Saved data entries:
*****
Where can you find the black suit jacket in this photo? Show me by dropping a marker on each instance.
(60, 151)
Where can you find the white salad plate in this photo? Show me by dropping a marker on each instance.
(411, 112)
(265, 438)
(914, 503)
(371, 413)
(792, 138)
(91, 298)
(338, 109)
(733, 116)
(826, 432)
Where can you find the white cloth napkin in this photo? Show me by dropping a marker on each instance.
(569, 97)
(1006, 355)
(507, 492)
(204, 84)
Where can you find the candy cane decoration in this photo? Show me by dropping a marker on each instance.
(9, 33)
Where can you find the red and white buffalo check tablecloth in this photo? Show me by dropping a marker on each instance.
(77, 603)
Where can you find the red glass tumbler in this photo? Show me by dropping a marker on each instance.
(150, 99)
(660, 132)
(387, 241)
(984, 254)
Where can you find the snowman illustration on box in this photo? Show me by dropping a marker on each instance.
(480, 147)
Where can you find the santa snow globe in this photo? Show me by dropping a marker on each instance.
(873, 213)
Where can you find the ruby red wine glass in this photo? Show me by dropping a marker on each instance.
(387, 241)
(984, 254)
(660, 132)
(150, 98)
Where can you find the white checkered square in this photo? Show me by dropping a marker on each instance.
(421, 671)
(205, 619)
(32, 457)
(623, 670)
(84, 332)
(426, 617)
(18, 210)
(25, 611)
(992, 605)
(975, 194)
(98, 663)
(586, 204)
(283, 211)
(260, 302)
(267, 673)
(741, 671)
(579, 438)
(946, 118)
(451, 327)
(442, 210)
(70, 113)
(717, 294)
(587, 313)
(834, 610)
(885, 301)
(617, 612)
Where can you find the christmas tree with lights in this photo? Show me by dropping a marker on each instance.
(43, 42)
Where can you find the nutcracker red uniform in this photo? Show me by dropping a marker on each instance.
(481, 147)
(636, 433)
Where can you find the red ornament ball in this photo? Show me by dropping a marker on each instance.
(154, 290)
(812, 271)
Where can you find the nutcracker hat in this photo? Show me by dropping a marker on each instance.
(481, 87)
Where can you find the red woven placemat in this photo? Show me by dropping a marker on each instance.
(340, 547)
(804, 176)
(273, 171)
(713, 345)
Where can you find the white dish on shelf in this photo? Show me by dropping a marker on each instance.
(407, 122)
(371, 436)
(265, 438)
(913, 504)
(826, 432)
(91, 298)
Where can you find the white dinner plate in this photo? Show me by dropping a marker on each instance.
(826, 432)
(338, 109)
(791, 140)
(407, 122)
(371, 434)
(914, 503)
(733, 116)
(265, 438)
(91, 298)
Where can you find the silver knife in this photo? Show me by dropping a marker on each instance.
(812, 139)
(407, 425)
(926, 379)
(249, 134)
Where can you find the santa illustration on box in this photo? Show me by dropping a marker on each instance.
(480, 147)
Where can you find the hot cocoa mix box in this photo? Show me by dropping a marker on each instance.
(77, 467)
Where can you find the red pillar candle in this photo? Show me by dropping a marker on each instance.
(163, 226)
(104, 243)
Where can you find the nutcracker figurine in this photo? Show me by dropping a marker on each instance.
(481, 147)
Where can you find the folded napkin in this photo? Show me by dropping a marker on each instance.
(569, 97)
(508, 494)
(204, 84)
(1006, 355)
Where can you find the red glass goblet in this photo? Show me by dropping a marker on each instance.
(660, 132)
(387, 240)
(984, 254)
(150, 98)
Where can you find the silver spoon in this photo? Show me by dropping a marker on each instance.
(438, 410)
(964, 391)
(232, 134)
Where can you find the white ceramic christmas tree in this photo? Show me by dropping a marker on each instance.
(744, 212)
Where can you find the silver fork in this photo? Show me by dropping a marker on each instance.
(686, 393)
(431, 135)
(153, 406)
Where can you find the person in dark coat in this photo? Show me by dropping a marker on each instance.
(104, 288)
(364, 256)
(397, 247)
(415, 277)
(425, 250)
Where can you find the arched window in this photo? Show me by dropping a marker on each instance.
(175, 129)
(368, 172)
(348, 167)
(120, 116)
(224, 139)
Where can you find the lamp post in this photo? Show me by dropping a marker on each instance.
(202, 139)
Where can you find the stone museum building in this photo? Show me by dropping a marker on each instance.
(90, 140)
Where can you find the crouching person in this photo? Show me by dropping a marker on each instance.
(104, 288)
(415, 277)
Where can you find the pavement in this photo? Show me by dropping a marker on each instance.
*****
* **STATED PROBLEM**: Rewrite all the items, swapping "dropping a marker" for "placing a pin" wherever it occurs and leaving every other word unchanged.

* **COMPLETED TASK**:
Where can you find the black suit jacket in this photo? Show me by placing a pin on each instance.
(60, 151)
Where can you find the white salad plate in this photo? Show me by placing a pin on each instance.
(411, 112)
(265, 438)
(914, 503)
(371, 413)
(792, 138)
(91, 298)
(338, 109)
(733, 116)
(826, 432)
Where can you find the white cloth napkin in this photo? Show me by placing a pin on each instance.
(569, 97)
(1006, 355)
(507, 492)
(204, 84)
Where can you find the candy cane decoration in this photo? Show me by placing a pin on each instance.
(9, 33)
Where can you find the red and white buffalo check tablecloth in this photo? Show me by placing a pin on each instance.
(77, 603)
Where can you find the red glass tumbler in this photo? Show me by placing a pin on each instance.
(150, 99)
(660, 132)
(387, 241)
(984, 254)
Where can you find the snowman illustration on box in this photo? Show me by placing a pin on each instance.
(480, 147)
Where can you find the santa snow globe in this photo? Show me by placing a pin on each instance.
(873, 213)
Where can you find the ruby red wine glass in this photo? Show me by placing a pin on each instance.
(387, 241)
(984, 254)
(660, 132)
(150, 98)
Where can you find the white checkered square in this photo? Show me by placing a pin on each instance.
(421, 671)
(205, 619)
(32, 457)
(623, 670)
(84, 332)
(426, 617)
(18, 210)
(25, 611)
(992, 605)
(975, 194)
(98, 663)
(586, 204)
(283, 211)
(260, 302)
(267, 673)
(741, 671)
(579, 438)
(946, 118)
(451, 327)
(442, 210)
(70, 113)
(717, 294)
(587, 313)
(834, 610)
(885, 301)
(617, 612)
Where can you find the christmas tree with lights in this photo? Show me by placing a pin on each instance.
(43, 42)
Where can you find the nutcracker red uniform in this photo? Show me by placing a pin on each instance.
(481, 147)
(636, 433)
Where can you find the red ornament ball in this photo? Show me by placing a pin on each instance.
(154, 290)
(812, 271)
Where can you find the nutcracker hat in this photo? Show me by placing a pin on each instance.
(481, 87)
Where can you find the red woven placemat in this photo? Show me by placing a pin on each instance.
(340, 547)
(804, 176)
(273, 171)
(713, 345)
Where can you find the white dish on shelf in this photo? Show me by placing a pin on each instance.
(407, 122)
(371, 436)
(265, 438)
(913, 504)
(826, 432)
(91, 298)
Where can you find the white dinner plate in this photo? Show me by placing a pin on each instance.
(826, 432)
(338, 109)
(791, 140)
(407, 122)
(371, 434)
(914, 503)
(733, 116)
(265, 438)
(91, 298)
Where can you find the silver knife in this photo? Show me by placing a pin on each instance.
(812, 139)
(407, 425)
(926, 379)
(249, 134)
Where can you find the santa illustration on box in this photo? Show me by placing a pin on each instance.
(480, 147)
Where can you find the hot cocoa mix box in this photo? Show me by placing a pin on each instance.
(77, 467)
Where can you find the red pillar candle in this photo? Show me by placing a pin on each instance.
(163, 226)
(104, 243)
Where can you find the nutcracker figurine in this photo? Show me by placing a pin on each instance.
(481, 147)
Where can you find the folded napkin in this photo? Show me by placing a pin on each instance.
(569, 97)
(508, 494)
(204, 84)
(1006, 355)
Where can you find the red glass goblet in this photo? Show me by placing a pin on each instance.
(660, 132)
(387, 240)
(984, 254)
(150, 98)
Where can you find the silver spoon in this photo? Show me by placing a pin on each instance.
(438, 410)
(964, 391)
(232, 134)
Where can you find the white ceramic christmas tree in this photo? Show me by placing a pin on each instance.
(744, 212)
Where can you find the silver fork in this photo? Show me by placing a pin on each instance.
(686, 393)
(431, 135)
(153, 406)
Where can you find the person in dark coat in this photo? Show me by placing a pin on each instance.
(104, 288)
(364, 256)
(397, 247)
(415, 277)
(425, 250)
Where can you find the arched window in this photo? Show me by placing a pin on each instance.
(175, 129)
(368, 172)
(348, 167)
(120, 116)
(224, 139)
Where can you find the lamp post in this photo? Show me by placing a pin on each instance.
(202, 139)
Where can you find the stone museum building in this photo? Show me by placing a pin on each instance.
(90, 140)
Where can you find the crouching person in this photo? Show me by placing a pin on each instance.
(104, 288)
(415, 277)
Where can you find the pavement in this photo? Show me by placing a pin on each instance.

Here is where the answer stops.